State how many lines of the material below contain the word "white". Case counts, and the answer is the number alone.

--- Start of Material provided ---

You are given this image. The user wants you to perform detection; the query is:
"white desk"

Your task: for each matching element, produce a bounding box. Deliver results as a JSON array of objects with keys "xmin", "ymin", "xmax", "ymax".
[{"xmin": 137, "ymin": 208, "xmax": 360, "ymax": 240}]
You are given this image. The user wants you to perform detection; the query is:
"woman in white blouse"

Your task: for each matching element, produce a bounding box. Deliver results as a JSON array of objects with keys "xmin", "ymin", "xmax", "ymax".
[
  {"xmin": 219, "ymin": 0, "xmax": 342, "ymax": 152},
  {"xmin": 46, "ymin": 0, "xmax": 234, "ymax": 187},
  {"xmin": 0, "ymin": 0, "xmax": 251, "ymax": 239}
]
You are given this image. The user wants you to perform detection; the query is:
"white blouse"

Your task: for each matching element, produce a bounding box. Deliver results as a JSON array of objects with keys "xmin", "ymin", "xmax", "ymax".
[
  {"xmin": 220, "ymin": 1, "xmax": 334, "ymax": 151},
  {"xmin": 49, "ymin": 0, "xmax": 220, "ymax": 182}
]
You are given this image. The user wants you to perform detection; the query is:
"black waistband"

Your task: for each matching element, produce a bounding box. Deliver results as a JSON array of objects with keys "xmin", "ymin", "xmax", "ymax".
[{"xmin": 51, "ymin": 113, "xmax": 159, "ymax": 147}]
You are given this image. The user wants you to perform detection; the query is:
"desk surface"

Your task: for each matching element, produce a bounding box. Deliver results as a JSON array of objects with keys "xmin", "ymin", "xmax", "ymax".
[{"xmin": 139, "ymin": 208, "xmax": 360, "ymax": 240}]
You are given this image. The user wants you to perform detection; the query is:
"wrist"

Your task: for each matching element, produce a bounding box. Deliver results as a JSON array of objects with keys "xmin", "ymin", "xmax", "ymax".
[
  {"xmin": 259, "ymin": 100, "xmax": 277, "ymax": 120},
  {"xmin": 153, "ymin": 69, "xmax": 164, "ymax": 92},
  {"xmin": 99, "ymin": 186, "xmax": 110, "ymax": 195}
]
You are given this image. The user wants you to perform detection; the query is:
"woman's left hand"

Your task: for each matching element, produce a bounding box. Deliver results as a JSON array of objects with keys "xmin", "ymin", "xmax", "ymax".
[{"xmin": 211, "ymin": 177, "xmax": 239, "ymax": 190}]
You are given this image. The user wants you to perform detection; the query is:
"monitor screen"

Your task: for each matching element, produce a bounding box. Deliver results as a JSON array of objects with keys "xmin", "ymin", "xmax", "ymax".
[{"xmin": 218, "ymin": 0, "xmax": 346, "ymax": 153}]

--- End of Material provided ---

**Exercise output**
3